Instructions for the task: Format the lines as a numbered list with blank lines omitted, beginning at the line that contains "For every instance of the yellow" and stopping at the end of the material.

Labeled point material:
++++++++++++++++++++
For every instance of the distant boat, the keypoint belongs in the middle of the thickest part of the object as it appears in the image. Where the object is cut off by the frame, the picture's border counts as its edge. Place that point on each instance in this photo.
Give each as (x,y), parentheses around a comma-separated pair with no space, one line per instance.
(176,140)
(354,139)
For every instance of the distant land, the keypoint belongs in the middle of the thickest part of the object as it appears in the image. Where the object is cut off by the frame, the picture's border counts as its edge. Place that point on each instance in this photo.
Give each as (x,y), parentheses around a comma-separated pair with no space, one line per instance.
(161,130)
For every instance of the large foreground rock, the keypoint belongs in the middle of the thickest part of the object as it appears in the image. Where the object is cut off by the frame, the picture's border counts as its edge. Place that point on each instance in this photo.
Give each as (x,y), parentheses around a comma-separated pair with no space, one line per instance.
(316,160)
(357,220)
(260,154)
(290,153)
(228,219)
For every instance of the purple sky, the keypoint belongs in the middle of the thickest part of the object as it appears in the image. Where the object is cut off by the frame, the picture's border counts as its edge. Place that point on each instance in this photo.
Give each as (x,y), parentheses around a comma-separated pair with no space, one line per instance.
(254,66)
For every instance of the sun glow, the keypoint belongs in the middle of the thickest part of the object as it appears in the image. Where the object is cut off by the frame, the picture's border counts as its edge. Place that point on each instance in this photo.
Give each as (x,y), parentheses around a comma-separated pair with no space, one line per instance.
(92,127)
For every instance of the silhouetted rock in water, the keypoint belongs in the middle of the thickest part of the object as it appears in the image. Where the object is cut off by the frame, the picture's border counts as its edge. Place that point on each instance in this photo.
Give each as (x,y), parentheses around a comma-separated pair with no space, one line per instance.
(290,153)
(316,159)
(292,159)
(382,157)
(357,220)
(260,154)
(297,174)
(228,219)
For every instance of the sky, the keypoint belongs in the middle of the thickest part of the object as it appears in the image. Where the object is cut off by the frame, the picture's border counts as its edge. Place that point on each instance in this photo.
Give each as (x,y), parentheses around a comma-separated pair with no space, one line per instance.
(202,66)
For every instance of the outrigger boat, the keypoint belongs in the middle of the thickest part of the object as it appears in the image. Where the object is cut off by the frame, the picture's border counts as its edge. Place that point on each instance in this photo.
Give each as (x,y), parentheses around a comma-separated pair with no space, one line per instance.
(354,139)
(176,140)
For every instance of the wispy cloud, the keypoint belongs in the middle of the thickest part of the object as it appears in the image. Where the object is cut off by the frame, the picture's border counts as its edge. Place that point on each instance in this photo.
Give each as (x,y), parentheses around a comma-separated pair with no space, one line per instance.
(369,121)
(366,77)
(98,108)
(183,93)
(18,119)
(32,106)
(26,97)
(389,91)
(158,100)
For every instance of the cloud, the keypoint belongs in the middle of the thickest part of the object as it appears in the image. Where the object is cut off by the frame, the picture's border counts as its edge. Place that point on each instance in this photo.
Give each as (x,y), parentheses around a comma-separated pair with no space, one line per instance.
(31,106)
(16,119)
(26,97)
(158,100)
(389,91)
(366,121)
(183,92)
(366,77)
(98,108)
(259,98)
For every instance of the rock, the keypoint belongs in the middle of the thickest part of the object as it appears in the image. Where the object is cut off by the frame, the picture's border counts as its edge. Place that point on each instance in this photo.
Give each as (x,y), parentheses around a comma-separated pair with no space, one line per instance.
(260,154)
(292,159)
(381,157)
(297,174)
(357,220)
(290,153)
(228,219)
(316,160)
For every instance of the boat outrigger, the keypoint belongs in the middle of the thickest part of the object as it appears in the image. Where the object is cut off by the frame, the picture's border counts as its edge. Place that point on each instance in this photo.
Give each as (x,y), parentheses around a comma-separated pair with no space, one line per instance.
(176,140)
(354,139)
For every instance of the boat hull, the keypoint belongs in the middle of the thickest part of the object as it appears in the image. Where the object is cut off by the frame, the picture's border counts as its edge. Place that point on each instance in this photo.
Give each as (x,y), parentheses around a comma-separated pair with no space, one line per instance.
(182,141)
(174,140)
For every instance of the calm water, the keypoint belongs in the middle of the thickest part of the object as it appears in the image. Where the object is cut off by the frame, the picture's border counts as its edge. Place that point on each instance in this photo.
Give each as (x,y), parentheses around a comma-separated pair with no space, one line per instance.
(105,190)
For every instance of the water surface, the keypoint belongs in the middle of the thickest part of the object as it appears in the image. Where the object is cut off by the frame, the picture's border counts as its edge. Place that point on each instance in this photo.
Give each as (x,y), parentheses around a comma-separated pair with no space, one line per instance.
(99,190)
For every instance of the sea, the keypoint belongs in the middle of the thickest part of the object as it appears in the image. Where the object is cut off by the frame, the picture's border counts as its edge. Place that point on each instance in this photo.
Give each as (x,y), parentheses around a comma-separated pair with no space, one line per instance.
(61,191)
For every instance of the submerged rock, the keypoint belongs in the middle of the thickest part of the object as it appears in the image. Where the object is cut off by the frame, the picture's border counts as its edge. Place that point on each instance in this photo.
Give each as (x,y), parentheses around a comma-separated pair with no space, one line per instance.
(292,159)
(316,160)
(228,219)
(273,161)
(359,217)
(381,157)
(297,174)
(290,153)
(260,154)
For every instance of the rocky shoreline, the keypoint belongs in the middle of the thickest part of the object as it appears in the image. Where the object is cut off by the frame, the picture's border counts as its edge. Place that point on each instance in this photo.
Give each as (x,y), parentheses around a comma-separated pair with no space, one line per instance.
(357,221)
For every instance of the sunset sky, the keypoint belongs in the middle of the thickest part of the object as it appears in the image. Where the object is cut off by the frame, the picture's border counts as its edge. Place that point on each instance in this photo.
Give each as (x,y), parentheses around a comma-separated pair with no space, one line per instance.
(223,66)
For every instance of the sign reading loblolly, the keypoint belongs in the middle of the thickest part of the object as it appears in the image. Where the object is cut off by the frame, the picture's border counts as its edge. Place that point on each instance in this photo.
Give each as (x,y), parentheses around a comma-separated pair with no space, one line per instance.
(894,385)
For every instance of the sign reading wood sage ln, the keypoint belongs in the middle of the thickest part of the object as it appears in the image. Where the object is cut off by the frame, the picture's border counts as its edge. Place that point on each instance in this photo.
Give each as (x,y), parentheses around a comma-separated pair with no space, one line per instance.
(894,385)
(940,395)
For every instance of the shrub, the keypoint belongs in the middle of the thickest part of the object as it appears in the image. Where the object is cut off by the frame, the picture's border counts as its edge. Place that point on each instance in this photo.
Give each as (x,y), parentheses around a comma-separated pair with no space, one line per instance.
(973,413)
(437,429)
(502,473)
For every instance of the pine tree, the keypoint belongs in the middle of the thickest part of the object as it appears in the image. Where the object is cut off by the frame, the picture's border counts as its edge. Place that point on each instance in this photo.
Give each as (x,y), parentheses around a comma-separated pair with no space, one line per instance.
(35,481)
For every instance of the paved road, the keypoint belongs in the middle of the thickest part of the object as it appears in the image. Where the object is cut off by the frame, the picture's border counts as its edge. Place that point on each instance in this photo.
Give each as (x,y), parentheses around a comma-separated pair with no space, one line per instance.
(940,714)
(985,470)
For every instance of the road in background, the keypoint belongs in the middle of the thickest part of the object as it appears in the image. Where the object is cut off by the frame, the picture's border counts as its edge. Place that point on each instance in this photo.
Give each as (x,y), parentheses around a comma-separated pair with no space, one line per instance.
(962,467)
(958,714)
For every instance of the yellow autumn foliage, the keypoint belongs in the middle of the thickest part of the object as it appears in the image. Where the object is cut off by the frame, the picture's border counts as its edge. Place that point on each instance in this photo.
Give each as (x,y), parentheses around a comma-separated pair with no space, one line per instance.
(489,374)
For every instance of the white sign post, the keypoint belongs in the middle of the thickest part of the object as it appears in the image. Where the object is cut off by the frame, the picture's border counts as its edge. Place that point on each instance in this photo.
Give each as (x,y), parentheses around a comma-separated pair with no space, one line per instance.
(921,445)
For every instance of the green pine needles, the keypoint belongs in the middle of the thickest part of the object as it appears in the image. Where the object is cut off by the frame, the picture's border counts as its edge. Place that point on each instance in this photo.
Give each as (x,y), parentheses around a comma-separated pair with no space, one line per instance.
++++++++++++++++++++
Solution:
1. For every instance of the yellow autumn foliage, the keypoint belongs in the middle of the thickest part of the object as it appears in the image. Where the object is cut off by the frame, the picture's border counts as its edge. Place that point on each instance in this photo.
2. Give each as (x,y), parentheses around a comma-separated pair with no space, one line per instance.
3. (489,374)
4. For every instance of the white sign post, the keypoint belongs in the middle of the thickest part of the object as it appears in the image. Where the object is cut off by the frame, the picture's border counts as its edge. Place that point on each instance in this photo.
5. Give each as (x,y), parentheses around a comma-separated pair with no space, one line per instance.
6. (921,445)
7. For every instance of the green pine needles, the keypoint belongs in the middle of the thickest part of the object as it appears in the image. Where the object is cut off by the frame, the picture's border counts as its edge. Place that point on each instance in this photo.
8. Give each as (x,y), parentheses around a comma-separated pair with no space, one line per instance.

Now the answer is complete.